▸ Exercise description
Turn the lines in the rows below, from the line containing "In the photo above, where can the striped" through the line containing "column 391, row 135", into a JSON list of strings, one string per line, leaving out any blank lines.
— Start of Source data —
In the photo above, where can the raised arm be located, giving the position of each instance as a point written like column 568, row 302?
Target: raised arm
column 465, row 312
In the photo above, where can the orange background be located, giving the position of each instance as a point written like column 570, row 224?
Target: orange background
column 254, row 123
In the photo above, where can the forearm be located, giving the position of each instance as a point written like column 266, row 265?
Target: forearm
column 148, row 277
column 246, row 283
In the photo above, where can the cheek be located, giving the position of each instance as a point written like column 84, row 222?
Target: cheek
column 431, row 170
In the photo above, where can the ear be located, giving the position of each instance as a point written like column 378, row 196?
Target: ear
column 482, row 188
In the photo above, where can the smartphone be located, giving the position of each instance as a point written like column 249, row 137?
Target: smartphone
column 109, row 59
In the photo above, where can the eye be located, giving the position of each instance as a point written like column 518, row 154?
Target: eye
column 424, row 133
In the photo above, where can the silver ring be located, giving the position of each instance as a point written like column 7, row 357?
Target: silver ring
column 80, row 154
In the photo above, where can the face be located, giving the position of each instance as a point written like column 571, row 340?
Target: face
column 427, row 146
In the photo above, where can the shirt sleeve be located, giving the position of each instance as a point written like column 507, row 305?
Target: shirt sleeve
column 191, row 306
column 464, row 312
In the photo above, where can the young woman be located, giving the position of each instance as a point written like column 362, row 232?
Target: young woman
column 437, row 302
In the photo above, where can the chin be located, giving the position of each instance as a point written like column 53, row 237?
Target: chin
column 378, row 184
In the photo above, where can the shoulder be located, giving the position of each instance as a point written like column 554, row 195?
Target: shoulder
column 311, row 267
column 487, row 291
— End of Source data —
— Start of Source data —
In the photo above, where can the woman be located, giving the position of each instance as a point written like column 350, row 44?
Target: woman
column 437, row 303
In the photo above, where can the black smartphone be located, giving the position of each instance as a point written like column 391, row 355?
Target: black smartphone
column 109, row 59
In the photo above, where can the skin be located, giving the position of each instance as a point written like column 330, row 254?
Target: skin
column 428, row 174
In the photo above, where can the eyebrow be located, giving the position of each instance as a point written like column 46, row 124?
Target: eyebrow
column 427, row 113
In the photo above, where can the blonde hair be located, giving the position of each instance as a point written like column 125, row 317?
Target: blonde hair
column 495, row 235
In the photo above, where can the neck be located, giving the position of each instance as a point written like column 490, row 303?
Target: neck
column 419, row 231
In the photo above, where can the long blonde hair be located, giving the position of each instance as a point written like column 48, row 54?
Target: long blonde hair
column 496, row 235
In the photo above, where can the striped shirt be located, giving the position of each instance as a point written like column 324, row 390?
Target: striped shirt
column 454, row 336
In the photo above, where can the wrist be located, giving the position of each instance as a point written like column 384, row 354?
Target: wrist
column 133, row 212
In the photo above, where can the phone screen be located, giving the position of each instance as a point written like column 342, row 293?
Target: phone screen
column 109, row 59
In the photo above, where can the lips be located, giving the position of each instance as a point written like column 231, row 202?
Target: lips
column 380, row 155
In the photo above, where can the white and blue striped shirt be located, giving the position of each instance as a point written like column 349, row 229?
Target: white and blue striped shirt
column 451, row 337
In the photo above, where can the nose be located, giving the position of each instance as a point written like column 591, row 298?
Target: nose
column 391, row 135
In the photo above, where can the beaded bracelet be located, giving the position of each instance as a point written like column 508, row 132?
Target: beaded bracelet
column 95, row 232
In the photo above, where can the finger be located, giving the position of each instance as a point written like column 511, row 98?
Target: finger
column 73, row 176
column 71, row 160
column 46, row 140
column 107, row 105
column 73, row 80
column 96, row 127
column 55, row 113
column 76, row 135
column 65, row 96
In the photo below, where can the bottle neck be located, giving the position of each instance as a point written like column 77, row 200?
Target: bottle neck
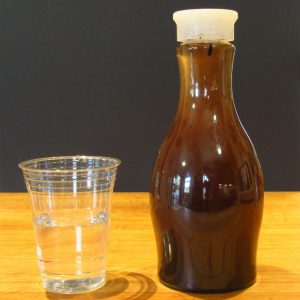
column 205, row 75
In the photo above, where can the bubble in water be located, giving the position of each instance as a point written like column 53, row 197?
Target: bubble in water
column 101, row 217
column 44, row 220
— End of Source data —
▸ Output below
[
  "In the photo above, where can the striped shirt be located, giving the position of each instance as a point written like column 324, row 390?",
  "Target: striped shirt",
  "column 454, row 336",
  "In the photo above, where can the wrist be located, giving the position of each instance as a point written like column 384, row 354?",
  "Target: wrist",
  "column 133, row 212",
  "In the photo above, where can the phone screen be located, giving the position of each instance as a point written like column 342, row 293?",
  "Target: phone screen",
  "column 109, row 59",
  "In the photo above, where can the lips be located, giving the position of each instance as a point written like column 231, row 202?",
  "Target: lips",
  "column 380, row 155",
  "In the photo above, where can the white and blue striped shirt be located, giving the position of each instance as a point written like column 349, row 229?",
  "Target: white and blue striped shirt",
  "column 451, row 337",
  "In the photo above, where can the nose be located, giving the position of each instance as a point written like column 591, row 298?",
  "Target: nose",
  "column 391, row 135"
]